Text provided:

┌────────

Republicans made a last-ditch plea Sunday to stop the release of a long-awaited Senate Democrats’ report on coercive interrogation techniques, with the House Intelligence Committee chair warning that it would result in “violence and deaths.”
Rep. Mike Rogers, Michigan Republican, predicted Sunday the Senate Intelligence Committee’s report, which is expected to be released Tuesday, would be used as a propaganda tool by terrorist groups to incite anti-American unrest.
“I think this is a terrible idea,” Mr. Rogers said on CNN’s “State of the Union.” “Our foreign partners are telling us this will cause violence and deaths. Foreign leaders who have approached the government say you do this, it will cause violence and deaths. Our own intelligence community has assessed that this will cause violence and deaths.”
The Senate Intelligence Committee Chairwoman Dianne Feinstein told the San Francisco Chronicle she expects the White House to sign off on the report this week. Secretary of State John F. Kerry reportedly told her to “consider” the timing, according to Bloomberg View, although the administration has denied this.

└────────

Work request A: Copy the stretch of the article on the Senate interrogation report from "Rep. Mike Rogers, Michigan" through "has denied this.".
Work request B: Translate this sentence from the article on the Senate interrogation report into Spanish: "Our own intelligence community has assessed that this will cause violence and deaths."

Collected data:

┌────────

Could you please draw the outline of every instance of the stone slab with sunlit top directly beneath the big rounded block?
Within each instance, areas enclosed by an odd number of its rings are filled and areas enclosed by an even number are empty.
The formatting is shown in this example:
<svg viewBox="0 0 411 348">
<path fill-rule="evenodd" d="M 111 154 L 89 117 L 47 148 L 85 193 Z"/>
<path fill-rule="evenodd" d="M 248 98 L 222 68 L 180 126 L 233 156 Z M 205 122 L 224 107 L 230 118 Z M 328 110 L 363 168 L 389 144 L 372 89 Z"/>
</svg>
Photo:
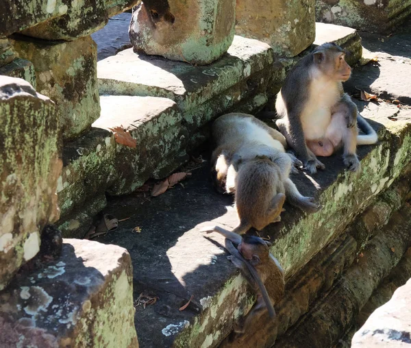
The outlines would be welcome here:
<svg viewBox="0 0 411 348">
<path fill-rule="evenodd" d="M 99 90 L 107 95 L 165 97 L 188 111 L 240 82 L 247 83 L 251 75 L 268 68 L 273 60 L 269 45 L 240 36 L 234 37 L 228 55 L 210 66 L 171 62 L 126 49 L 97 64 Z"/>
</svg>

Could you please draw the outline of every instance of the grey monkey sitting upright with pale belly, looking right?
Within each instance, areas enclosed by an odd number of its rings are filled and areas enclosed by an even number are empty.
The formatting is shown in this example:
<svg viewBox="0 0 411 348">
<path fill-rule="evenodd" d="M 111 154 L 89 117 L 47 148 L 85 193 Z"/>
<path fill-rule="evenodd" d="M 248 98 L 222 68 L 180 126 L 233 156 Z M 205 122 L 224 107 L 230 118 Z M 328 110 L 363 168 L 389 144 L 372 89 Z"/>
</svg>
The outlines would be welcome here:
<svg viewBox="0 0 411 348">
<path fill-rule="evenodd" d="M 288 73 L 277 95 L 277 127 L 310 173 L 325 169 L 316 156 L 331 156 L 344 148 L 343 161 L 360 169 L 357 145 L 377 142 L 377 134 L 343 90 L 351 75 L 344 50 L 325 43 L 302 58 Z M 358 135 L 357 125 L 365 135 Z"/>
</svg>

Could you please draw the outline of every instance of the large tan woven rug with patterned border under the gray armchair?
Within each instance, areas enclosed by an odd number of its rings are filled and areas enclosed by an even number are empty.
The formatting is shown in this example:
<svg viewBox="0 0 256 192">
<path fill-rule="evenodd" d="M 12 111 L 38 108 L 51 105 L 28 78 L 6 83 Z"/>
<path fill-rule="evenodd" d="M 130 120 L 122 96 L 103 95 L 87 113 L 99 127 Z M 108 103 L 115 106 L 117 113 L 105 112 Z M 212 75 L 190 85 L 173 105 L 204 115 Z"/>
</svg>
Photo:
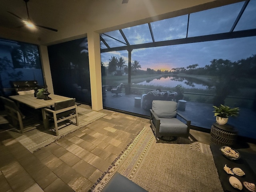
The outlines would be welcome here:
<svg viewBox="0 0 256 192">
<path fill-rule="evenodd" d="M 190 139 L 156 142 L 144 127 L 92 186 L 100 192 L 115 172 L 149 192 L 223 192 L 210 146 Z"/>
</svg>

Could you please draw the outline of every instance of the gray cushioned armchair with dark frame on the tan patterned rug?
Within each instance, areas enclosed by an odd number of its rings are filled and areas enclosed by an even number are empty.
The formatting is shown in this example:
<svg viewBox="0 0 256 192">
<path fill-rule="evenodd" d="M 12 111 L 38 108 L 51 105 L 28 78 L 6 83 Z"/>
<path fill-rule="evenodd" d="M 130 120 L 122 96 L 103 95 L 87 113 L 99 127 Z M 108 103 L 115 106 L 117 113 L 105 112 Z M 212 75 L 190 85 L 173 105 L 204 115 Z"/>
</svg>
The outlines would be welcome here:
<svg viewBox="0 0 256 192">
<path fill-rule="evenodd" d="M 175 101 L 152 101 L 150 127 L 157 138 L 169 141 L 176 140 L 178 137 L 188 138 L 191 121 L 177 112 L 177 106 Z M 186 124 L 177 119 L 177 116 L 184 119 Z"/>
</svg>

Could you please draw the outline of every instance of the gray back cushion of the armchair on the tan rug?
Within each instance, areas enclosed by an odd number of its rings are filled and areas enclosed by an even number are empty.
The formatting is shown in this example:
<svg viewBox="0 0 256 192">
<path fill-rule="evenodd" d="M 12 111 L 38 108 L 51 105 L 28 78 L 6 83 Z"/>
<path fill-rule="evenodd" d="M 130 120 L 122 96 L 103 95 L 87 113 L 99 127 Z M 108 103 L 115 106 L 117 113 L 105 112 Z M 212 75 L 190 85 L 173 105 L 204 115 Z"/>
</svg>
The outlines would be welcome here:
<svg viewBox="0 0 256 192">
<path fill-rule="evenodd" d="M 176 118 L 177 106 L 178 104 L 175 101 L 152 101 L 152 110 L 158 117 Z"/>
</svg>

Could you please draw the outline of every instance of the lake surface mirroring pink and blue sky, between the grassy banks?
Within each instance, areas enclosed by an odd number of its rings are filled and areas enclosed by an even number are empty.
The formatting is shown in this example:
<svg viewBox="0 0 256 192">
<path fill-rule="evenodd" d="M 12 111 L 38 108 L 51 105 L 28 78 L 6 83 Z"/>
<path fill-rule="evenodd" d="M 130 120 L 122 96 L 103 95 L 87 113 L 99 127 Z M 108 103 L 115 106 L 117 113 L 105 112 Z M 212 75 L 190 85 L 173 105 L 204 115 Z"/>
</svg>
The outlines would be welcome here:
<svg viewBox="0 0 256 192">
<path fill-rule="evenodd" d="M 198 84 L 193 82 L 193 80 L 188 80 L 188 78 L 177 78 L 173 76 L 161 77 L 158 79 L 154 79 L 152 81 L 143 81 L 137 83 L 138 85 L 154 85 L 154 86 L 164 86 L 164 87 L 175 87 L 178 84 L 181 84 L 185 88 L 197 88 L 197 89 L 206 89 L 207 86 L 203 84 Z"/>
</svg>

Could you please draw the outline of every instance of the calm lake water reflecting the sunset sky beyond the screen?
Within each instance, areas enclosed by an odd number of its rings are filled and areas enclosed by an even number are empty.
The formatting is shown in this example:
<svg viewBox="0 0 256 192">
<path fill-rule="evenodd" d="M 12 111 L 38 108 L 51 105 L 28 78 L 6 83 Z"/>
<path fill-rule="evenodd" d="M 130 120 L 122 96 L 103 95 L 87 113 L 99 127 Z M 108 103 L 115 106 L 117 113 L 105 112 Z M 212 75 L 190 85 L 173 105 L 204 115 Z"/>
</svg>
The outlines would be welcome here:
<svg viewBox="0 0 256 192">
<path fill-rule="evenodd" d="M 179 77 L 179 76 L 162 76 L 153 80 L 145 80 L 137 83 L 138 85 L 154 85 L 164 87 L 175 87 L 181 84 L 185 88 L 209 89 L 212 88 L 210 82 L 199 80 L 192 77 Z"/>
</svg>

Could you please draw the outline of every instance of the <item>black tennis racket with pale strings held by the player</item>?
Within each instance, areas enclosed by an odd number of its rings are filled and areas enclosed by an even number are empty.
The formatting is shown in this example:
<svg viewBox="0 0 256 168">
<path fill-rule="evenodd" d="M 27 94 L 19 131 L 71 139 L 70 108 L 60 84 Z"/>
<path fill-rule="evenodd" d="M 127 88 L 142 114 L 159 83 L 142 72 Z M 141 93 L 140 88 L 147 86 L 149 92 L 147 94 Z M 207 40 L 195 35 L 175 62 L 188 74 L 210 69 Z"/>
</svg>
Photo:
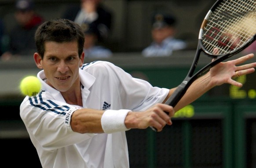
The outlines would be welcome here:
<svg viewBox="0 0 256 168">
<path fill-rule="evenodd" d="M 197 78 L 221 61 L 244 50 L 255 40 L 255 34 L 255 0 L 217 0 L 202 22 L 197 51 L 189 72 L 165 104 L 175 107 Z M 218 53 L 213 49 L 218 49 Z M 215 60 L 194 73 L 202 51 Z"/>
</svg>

└────────

Exercise output A:
Rep. Mike Rogers, Michigan Republican, predicted Sunday the Senate Intelligence Committee’s report, which is expected to be released Tuesday, would be used as a propaganda tool by terrorist groups to incite anti-American unrest.
“I think this is a terrible idea,” Mr. Rogers said on CNN’s “State of the Union.” “Our foreign partners are telling us this will cause violence and deaths. Foreign leaders who have approached the government say you do this, it will cause violence and deaths. Our own intelligence community has assessed that this will cause violence and deaths.”
The Senate Intelligence Committee Chairwoman Dianne Feinstein told the San Francisco Chronicle she expects the White House to sign off on the report this week. Secretary of State John F. Kerry reportedly told her to “consider” the timing, according to Bloomberg View, although the administration has denied this.

Exercise output B: Nuestra propia comunidad de inteligencia ha evaluado que esto causará violencia y muertes.